*** Opening Text passage ***

Today, Bowles can relate. A Charlotte resident and former co-chairman of a presidential commission on the deficit, Bowles persists in sounding the alarm that America’s fiscal dam is about to burst. Congress and President Obama ignore him, even as 20 million tons of red ink barrel toward them, and us.

Undeterred, Bowles took his message last week to American University and the students graduating from its School of Public Affairs. His commencement speech was not one that shares sage advice as students enter the big, real world. It was a call to arms against an ominous threat, but given these students’ utter helplessness in doing anything about it, it was terrifying. You may have heard it before, but we all need to hear it again.

A treatable cancer

“This generation faces the most predictable economic crisis in history,” Bowles told the graduates. “Fortunately for us, it’s also the most avoidable. The fiscal path that our nation is on today is simply not sustainable. … These deficits that we have today of over $1 trillion a year, they are like a cancer and over time they are going to destroy our country from within.”

He pointed out that every nickel of government revenue is spent just on entitlements such as Medicare, Medicaid and Social Security, and on the debt. We borrow to pay for everything else – wars, homeland security, education, the FBI, highways and so on.

Bowles laid out four major drivers of the nation’s financial problems:

• The spiraling cost of health care, and the aging of Americans who consume it.

*** Closing Text passage ***

**Action item**: In the text about the federal deficit, where did Bowles give his commencement speech?

*** Opening Entries provided ***

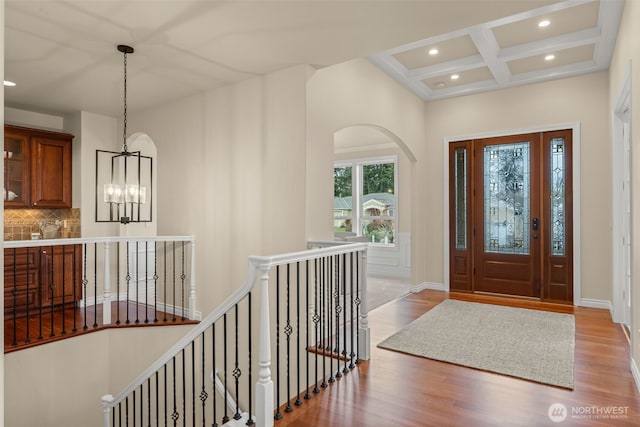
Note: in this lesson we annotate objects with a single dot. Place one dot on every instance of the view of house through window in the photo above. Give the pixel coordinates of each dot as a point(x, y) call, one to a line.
point(370, 210)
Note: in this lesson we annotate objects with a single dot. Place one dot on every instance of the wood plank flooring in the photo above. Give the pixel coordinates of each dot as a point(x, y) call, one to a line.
point(394, 389)
point(62, 324)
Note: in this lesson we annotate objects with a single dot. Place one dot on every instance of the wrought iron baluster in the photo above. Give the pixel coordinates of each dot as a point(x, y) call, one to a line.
point(155, 282)
point(164, 300)
point(330, 297)
point(298, 400)
point(184, 389)
point(225, 419)
point(64, 287)
point(85, 282)
point(52, 287)
point(358, 301)
point(174, 281)
point(287, 332)
point(137, 282)
point(236, 370)
point(118, 283)
point(344, 312)
point(128, 279)
point(354, 318)
point(75, 291)
point(15, 297)
point(157, 387)
point(175, 415)
point(146, 281)
point(250, 383)
point(203, 392)
point(28, 338)
point(278, 414)
point(323, 323)
point(95, 284)
point(166, 406)
point(336, 294)
point(213, 364)
point(183, 276)
point(193, 383)
point(307, 395)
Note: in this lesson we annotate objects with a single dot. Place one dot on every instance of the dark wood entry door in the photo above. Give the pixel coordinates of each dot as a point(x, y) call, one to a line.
point(510, 215)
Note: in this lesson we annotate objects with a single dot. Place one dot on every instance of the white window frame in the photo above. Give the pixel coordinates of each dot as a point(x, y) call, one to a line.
point(357, 215)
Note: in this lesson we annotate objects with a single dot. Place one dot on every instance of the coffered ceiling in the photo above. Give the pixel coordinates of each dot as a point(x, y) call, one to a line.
point(62, 53)
point(549, 42)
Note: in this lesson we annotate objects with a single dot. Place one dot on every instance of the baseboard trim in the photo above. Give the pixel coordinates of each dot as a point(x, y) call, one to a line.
point(428, 285)
point(636, 374)
point(596, 303)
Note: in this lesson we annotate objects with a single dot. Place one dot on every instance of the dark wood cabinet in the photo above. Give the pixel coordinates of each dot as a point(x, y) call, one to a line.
point(41, 277)
point(37, 168)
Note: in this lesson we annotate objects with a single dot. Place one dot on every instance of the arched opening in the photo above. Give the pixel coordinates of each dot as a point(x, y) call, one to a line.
point(372, 202)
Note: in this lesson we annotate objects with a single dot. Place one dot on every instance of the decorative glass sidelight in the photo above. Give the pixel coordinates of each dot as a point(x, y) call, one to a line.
point(507, 178)
point(558, 219)
point(461, 197)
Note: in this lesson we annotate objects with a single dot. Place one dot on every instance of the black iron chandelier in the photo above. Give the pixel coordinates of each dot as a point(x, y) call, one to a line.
point(124, 179)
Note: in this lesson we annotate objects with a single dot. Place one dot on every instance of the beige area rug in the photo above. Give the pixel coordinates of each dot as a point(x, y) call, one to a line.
point(529, 344)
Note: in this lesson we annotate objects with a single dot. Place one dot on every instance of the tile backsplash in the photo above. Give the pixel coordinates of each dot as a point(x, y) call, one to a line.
point(20, 223)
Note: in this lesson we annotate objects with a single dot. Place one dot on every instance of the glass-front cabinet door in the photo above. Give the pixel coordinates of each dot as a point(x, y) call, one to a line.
point(16, 169)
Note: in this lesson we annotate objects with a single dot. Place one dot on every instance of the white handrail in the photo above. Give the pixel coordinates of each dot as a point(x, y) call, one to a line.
point(258, 266)
point(83, 240)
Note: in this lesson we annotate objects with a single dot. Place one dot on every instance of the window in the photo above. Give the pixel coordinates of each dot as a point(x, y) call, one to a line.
point(371, 210)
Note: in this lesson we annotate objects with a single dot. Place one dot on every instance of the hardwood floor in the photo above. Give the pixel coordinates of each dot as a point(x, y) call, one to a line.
point(394, 389)
point(59, 324)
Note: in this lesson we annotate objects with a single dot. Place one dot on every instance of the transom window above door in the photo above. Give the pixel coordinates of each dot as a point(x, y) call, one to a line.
point(371, 210)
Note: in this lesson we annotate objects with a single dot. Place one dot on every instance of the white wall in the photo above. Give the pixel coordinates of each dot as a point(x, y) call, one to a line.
point(232, 173)
point(358, 93)
point(628, 49)
point(581, 99)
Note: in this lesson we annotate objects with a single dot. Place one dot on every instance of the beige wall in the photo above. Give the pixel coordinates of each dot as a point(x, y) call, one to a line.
point(580, 99)
point(628, 49)
point(60, 383)
point(357, 93)
point(231, 172)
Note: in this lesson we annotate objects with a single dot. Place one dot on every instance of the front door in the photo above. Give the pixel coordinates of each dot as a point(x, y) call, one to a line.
point(511, 199)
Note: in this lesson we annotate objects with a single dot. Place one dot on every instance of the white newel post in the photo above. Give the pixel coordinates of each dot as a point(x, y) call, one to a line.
point(264, 386)
point(192, 293)
point(106, 293)
point(106, 400)
point(364, 352)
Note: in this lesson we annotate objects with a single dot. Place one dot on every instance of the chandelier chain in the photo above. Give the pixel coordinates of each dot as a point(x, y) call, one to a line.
point(124, 129)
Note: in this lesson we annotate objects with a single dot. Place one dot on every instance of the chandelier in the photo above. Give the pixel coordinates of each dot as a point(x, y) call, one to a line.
point(123, 178)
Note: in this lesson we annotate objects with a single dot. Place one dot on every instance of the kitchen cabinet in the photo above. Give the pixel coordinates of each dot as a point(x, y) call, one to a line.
point(37, 168)
point(41, 277)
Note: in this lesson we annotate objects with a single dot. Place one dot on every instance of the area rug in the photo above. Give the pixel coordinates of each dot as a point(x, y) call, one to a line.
point(529, 344)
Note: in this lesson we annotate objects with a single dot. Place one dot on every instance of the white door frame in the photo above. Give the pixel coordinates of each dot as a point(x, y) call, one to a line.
point(620, 167)
point(575, 127)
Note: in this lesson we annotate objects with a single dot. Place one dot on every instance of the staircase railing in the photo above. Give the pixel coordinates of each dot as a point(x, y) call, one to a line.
point(297, 324)
point(55, 288)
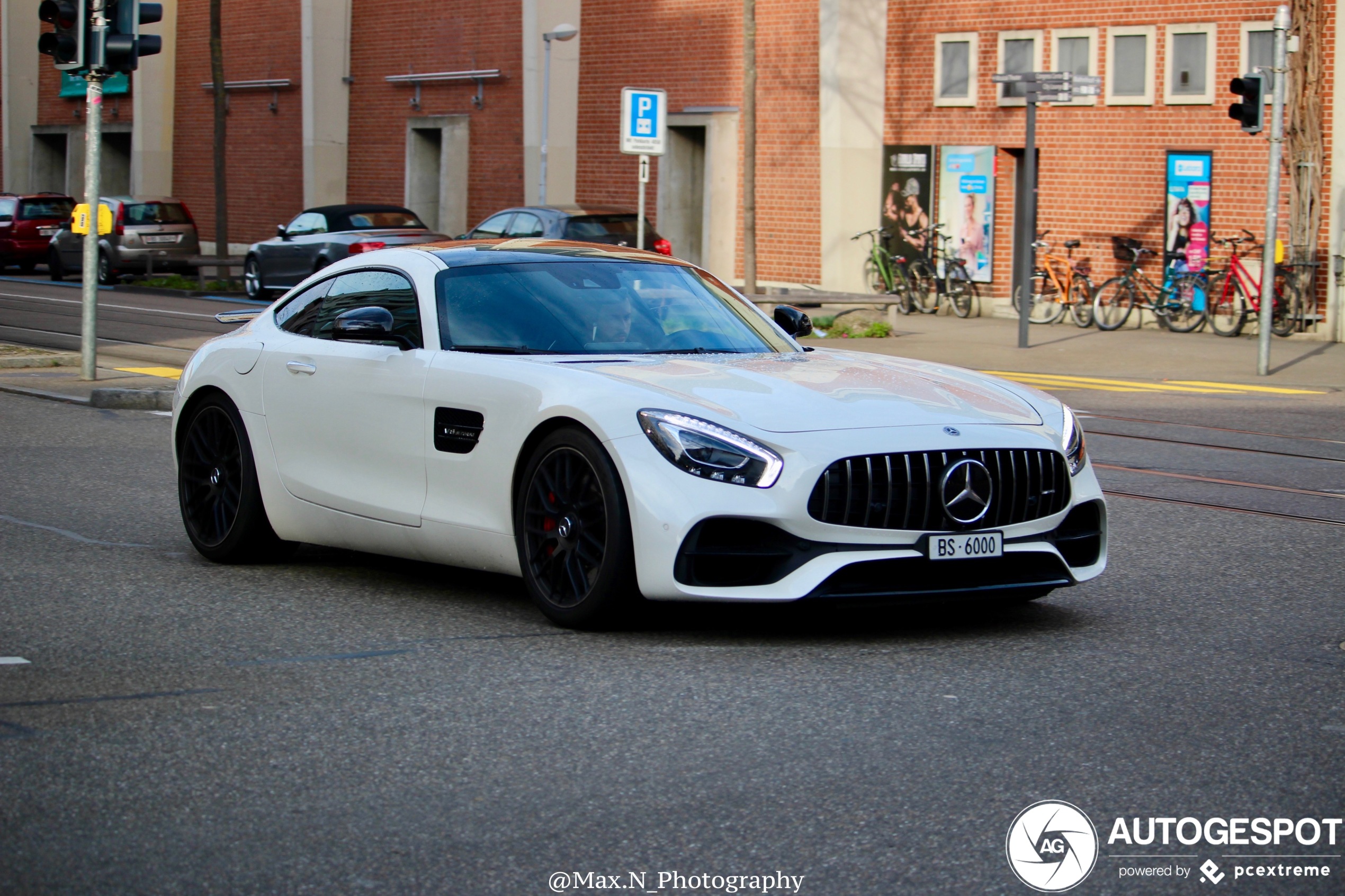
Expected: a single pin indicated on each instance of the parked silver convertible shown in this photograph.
(319, 237)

*** Closing Entries provided ***

**Exercise result**: At American University, to the students graduating from its School of Public Affairs.